● Texto selecionado:
+ + + + + + +

Dentre as diversas promessas que surgiram com o crescimento da Internet, uma das mais amplamente discutidas diz respeito ao poder da rede de democratizar o acesso ao conhecimento e consequentemente expandir os espaços de participação política. A Internet cresce como amplo espaço em que os cidadãos que a ela têm acesso podem exercer seus direitos de liberdade de expressão, de reunião e associação, bem como o direito à informação e à ter suas opções consideradas por meio de consultas públicas e abaixo-assinados.
Porém, não se pode ignorar que a complexidade da internet e dos diversos atores que por meio dela atuam faz com que cada vez mais seja exigida uma participação ativa do Estado para a garantia e manutenção da Internet como espaço de livre exercício dos direitos.
Exemplos como os escândalos da Cambridge Analytica e o crescimento das redes de desinformação e do compartilhamento em massa de notícias e informações falsas demonstram como o Direito Eleitoral é uma das áreas que exige maior atenção e cuidado no ambiente virtual, até por serem as eleições um dos principais alvos de atores mal-intencionados.
A pandemia do COVID-19 faz com que as campanhas em preparação para as eleições de 2020 e 2022 sejam as mais digitais da história. Com isso, podemos prever também um grande crescimento dos crimes eleitorais na internet, sejam estes praticados por atores mal-intencionados ou até mesmo por candidatos, cabos eleitorais e até eleitores que não tem consciência de como o ambiente de campanha eleitoral está transposto para o meio digital e das consequências de suas ações online.

+ + + + + + +

● Dados fornecidos:
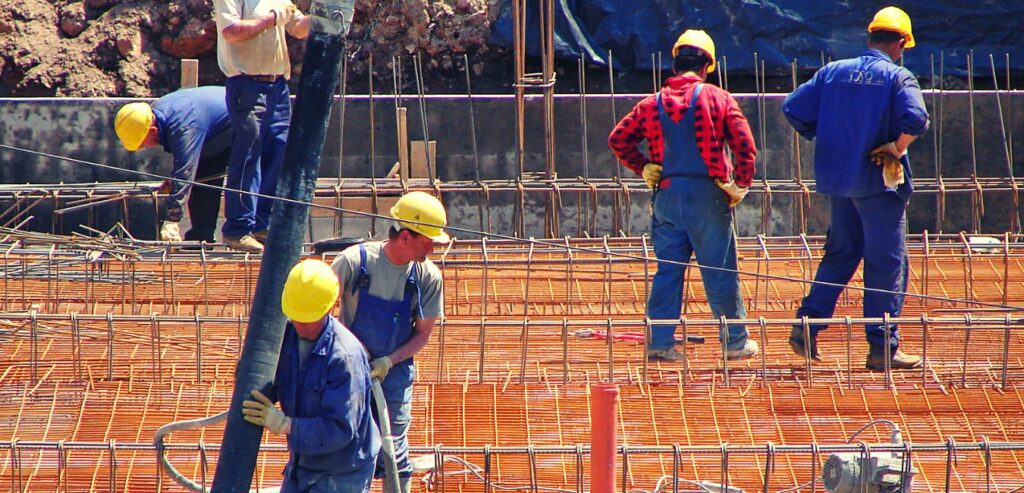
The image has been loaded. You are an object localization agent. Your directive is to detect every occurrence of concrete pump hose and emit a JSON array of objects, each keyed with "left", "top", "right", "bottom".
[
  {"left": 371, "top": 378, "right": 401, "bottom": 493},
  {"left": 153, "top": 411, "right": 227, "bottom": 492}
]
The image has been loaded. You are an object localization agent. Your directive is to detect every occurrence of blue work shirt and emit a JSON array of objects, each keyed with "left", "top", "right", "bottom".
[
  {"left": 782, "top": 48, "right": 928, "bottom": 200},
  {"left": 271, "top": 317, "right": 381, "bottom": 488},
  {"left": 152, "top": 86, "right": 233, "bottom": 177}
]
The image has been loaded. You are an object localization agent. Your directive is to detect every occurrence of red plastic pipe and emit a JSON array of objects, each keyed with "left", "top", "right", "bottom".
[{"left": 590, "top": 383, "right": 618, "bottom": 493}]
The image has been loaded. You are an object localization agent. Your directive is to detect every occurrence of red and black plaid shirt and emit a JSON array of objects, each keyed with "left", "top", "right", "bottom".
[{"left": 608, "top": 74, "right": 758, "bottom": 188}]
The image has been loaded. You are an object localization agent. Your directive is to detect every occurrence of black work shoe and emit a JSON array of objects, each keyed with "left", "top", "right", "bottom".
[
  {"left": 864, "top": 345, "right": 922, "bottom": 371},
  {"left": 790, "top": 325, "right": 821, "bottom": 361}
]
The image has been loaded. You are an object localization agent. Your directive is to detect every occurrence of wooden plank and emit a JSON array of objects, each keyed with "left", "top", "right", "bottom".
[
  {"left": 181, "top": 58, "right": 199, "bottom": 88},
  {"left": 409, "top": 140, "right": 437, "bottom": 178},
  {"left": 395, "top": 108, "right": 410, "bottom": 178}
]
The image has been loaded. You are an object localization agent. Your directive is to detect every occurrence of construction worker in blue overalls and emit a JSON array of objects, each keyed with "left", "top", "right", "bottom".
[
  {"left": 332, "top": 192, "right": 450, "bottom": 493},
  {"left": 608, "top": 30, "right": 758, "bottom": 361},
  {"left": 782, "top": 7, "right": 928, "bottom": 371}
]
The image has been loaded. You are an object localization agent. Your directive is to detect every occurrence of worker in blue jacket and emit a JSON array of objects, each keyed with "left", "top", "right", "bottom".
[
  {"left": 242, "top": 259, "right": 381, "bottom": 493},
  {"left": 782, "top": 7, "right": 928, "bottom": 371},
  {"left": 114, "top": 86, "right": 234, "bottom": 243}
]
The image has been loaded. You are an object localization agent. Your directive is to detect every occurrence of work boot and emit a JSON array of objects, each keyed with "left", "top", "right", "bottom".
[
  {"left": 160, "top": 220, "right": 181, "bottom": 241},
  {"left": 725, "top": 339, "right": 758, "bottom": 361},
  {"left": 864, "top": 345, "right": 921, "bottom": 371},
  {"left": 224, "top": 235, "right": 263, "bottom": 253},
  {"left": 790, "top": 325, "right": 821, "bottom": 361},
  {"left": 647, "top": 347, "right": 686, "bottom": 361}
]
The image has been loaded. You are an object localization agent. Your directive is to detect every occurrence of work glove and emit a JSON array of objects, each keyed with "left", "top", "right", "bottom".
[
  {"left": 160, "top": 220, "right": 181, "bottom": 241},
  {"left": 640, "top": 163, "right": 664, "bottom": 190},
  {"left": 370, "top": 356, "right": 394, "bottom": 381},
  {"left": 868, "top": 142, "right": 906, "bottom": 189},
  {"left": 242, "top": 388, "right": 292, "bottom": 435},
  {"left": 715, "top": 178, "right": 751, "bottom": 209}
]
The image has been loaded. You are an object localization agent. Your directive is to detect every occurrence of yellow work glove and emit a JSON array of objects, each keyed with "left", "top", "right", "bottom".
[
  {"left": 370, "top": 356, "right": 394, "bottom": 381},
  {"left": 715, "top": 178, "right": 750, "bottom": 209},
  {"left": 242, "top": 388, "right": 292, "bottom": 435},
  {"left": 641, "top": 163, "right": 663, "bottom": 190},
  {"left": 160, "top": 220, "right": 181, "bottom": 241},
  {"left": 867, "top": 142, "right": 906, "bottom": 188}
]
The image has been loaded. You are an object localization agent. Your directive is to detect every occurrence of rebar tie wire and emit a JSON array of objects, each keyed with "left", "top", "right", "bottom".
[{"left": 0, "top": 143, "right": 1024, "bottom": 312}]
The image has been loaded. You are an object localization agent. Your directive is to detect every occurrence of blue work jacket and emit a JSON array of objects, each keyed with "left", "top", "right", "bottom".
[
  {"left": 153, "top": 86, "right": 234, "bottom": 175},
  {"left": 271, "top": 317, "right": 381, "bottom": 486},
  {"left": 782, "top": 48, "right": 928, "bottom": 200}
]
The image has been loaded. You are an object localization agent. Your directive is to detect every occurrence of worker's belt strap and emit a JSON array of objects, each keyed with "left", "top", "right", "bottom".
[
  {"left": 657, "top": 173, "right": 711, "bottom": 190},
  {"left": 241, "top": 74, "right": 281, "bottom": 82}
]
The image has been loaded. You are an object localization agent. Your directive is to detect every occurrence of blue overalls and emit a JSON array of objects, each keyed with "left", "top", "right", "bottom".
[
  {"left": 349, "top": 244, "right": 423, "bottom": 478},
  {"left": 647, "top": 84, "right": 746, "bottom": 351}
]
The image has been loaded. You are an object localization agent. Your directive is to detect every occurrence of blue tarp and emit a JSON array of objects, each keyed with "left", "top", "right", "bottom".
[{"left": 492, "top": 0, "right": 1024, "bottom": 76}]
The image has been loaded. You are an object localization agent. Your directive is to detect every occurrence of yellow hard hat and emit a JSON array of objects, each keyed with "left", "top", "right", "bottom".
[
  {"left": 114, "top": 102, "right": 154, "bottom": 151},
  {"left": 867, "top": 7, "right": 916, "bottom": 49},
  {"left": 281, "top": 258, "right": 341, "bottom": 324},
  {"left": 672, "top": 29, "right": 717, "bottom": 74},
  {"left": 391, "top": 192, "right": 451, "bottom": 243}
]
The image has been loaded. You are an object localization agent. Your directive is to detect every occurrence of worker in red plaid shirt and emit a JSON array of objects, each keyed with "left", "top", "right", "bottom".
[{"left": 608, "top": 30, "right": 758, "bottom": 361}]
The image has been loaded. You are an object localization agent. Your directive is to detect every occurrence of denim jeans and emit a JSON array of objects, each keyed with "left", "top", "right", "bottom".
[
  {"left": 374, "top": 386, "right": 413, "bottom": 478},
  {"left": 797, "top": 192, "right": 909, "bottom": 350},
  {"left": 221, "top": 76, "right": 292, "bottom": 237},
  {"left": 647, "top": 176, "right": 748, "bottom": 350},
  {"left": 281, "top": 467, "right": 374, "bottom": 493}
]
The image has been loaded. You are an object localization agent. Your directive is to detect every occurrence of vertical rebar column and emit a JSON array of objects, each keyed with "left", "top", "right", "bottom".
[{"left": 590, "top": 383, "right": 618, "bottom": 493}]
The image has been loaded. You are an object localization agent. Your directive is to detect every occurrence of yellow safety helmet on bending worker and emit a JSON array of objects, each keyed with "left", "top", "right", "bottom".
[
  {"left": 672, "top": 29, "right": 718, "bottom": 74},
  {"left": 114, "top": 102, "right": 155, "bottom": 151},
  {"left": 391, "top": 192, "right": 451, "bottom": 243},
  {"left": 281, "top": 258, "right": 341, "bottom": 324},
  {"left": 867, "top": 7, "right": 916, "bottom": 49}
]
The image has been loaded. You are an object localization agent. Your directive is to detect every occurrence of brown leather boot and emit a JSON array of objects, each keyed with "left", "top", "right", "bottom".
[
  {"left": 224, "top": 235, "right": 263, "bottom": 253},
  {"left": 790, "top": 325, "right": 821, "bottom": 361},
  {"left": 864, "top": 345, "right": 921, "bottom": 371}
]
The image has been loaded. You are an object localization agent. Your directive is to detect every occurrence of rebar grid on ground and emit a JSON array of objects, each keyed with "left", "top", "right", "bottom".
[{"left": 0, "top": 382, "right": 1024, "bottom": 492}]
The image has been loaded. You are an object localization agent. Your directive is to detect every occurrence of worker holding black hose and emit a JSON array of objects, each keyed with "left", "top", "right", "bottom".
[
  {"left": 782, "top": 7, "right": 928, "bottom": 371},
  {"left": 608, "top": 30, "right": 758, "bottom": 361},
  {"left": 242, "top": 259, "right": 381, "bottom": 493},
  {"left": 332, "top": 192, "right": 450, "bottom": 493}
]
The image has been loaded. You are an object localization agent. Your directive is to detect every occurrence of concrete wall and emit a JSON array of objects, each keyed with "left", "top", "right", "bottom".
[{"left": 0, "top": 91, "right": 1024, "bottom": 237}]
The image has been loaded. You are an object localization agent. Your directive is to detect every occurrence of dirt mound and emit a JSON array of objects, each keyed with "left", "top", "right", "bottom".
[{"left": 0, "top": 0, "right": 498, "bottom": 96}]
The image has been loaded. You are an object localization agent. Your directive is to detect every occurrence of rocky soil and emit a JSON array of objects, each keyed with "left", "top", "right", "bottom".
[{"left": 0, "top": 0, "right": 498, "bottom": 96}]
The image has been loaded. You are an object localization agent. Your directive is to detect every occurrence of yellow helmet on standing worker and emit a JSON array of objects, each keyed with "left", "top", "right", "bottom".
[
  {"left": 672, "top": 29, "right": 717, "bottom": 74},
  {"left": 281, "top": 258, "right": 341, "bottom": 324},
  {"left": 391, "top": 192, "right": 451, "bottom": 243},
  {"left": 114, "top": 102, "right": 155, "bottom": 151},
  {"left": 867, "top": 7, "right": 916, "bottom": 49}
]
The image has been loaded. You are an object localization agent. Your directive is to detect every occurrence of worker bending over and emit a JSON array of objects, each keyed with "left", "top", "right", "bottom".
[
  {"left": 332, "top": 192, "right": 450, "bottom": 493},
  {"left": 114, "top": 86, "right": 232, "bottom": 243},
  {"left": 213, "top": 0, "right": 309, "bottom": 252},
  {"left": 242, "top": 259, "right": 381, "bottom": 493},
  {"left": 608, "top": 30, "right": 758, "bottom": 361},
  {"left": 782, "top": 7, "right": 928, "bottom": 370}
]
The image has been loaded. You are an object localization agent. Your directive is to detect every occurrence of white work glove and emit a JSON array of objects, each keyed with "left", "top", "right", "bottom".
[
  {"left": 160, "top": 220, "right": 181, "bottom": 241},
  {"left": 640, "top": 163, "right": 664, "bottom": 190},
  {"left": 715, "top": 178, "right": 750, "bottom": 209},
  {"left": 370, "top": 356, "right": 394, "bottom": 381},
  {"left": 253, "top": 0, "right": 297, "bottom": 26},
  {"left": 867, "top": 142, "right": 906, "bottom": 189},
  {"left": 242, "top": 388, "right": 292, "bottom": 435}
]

+ + + + + + +

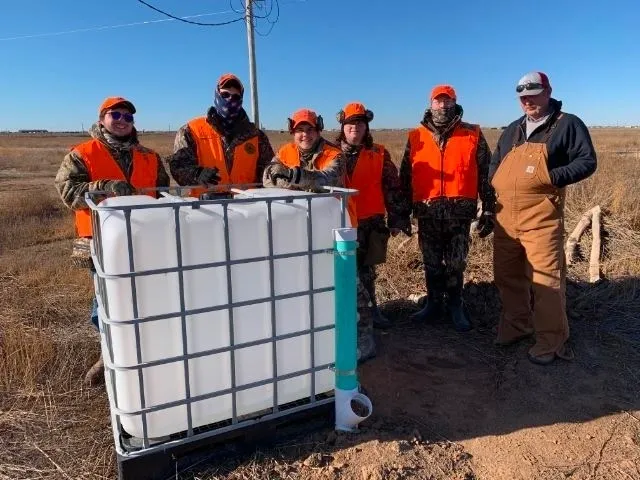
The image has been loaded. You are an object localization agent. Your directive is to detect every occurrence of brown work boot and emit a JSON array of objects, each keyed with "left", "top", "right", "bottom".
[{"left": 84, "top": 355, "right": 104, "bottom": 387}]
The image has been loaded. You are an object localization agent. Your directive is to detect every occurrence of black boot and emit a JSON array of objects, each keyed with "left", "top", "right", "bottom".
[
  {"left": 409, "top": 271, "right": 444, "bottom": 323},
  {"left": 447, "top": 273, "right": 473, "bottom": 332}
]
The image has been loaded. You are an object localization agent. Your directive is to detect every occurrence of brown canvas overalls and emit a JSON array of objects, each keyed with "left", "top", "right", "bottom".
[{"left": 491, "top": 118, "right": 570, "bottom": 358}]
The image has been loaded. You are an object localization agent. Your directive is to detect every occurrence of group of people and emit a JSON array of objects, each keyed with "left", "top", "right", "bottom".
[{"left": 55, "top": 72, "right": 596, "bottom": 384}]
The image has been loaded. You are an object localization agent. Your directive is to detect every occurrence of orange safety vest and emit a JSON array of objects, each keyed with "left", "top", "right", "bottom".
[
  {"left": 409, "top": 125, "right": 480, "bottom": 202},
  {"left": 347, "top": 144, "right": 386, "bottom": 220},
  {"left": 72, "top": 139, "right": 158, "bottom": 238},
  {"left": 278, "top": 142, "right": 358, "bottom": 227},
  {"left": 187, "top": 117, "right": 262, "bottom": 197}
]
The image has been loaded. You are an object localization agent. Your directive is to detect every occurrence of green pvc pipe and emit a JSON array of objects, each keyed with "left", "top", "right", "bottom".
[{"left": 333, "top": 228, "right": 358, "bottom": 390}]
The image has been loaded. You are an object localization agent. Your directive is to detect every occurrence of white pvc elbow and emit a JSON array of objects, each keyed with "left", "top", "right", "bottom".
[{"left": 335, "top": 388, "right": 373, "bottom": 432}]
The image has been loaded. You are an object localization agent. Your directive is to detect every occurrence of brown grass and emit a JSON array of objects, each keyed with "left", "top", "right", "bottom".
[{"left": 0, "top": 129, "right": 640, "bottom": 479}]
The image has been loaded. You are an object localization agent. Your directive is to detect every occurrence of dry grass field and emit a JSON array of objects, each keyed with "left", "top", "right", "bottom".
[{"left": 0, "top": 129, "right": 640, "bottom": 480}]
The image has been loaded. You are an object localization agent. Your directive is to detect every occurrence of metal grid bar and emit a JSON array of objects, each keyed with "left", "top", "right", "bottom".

+ + + + + + +

● Instruções de trabalho:
**A.** No texto sobre internet e Direito Eleitoral, o que faz com que as campanhas para as eleições de 2020 e 2022 sejam as mais digitais da história?
**B.** Prossiga o texto sobre internet e Direito Eleitoral a partir de onde ele termina.

● Respostas:
**A.** A pandemia do COVID-19.

**B.**
Tendo isto em vista, separamos alguns dos principais Crimes Eleitorais que podem ser recorrentes ou relevantes no contexto das campanhas na Internet.
Crimes Eleitorais na Internet
→ Propaganda Eleitoral Antecipada
A propaganda eleitoral, seja ela online ou em qualquer outro meio, não é definida especificamente pelo Tribunal Superior Eleitoral (TSE) ou pela legislação eleitoral brasileira, mas é possível definir o que é e o que não é propaganda eleitoral a partir de seus limites.
Além dos limites do que não se pode fazer em uma campanha eleitoral, a partir de 2015 também temos em nossa legislação eleitoral alguns exemplos de ações que são permitidas e protegidas no âmbito da propaganda eleitoral antecipada.
Assim, antes de falar das propagandas que são proibidas antes do período eleitoral, citamos a permissão dada para propagandas em que não há pedido expresso de voto.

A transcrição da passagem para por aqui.